--- Start RECORDS FOR THE TASK ---

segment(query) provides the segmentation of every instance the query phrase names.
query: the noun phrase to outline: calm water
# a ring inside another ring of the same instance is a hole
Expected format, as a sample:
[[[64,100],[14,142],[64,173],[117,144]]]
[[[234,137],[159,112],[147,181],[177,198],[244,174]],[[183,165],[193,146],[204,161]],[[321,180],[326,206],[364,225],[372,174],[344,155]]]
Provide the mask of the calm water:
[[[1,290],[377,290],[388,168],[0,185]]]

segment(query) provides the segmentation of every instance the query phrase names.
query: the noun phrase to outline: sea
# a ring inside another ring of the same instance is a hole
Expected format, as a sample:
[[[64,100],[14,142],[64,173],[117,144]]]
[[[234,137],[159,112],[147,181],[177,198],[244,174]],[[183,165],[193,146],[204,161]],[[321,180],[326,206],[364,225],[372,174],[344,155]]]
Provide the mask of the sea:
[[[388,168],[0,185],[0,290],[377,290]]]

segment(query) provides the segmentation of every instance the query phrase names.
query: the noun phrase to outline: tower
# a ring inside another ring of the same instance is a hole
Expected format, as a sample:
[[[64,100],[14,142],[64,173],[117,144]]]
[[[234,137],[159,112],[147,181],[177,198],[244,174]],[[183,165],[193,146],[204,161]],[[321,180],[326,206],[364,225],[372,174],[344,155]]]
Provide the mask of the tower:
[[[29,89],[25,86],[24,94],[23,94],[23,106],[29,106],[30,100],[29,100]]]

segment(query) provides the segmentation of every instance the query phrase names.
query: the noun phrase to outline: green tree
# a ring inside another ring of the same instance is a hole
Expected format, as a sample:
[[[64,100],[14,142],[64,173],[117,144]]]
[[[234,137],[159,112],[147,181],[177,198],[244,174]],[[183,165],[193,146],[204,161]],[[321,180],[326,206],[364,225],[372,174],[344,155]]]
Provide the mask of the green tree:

--- End RECORDS FOR THE TASK ---

WHAT THE TASK REQUIRES: Rewrite all of the entries above, changing every occurrence of "noun phrase" to "search phrase" and leaving everything else unchanged.

OUTPUT FOR THIS EXERCISE:
segment(query) provides the segmentation of every instance the query phrase names.
query: the search phrase to outline: calm water
# a ring inside another ring of the same instance is a hole
Expected format, as a sample:
[[[64,100],[14,142],[64,173],[117,144]]]
[[[234,137],[159,112],[147,181],[177,198],[244,174]],[[183,165],[193,146],[204,161]],[[321,180],[326,206],[364,225],[372,174],[344,155]]]
Provide the mask of the calm water:
[[[1,290],[377,290],[388,168],[0,185]]]

segment(query) provides the segmentation of every instance the query phrase names.
query: the search phrase to outline: sea
# a ring inside another ring of the same instance is a hole
Expected format, as a sample:
[[[64,100],[14,142],[64,173],[117,144]]]
[[[234,137],[159,112],[147,181],[177,198],[244,174]],[[183,165],[193,146],[204,161]],[[321,180],[326,206],[364,225],[372,174],[344,155]]]
Provide the mask of the sea:
[[[388,168],[0,185],[0,290],[377,290]]]

segment(query) provides the segmentation of every instance the query phrase names.
query: the search phrase to outline: tower
# a ring inside another ring of the same instance is a hole
Expected format, as a sample:
[[[64,100],[14,142],[64,173],[117,144]]]
[[[234,137],[159,112],[147,181],[177,198],[244,174]],[[183,165],[193,146],[204,161]],[[321,180],[326,206],[364,225],[372,174],[344,155]]]
Provide the mask of the tower:
[[[29,89],[25,86],[24,94],[23,94],[23,106],[29,106],[30,100],[29,100]]]

segment(query) provides the segmentation of every instance the query phrase names.
query: the search phrase to outline: green tree
# a ring inside another ring of the same instance is a hole
Expected format, as a sample:
[[[64,100],[14,142],[64,173],[117,144]]]
[[[234,137],[159,112],[147,181],[177,198],[244,174]],[[183,165],[193,146],[204,161]],[[321,180],[326,206],[364,225],[372,174],[344,155]]]
Provide the mask of the green tree:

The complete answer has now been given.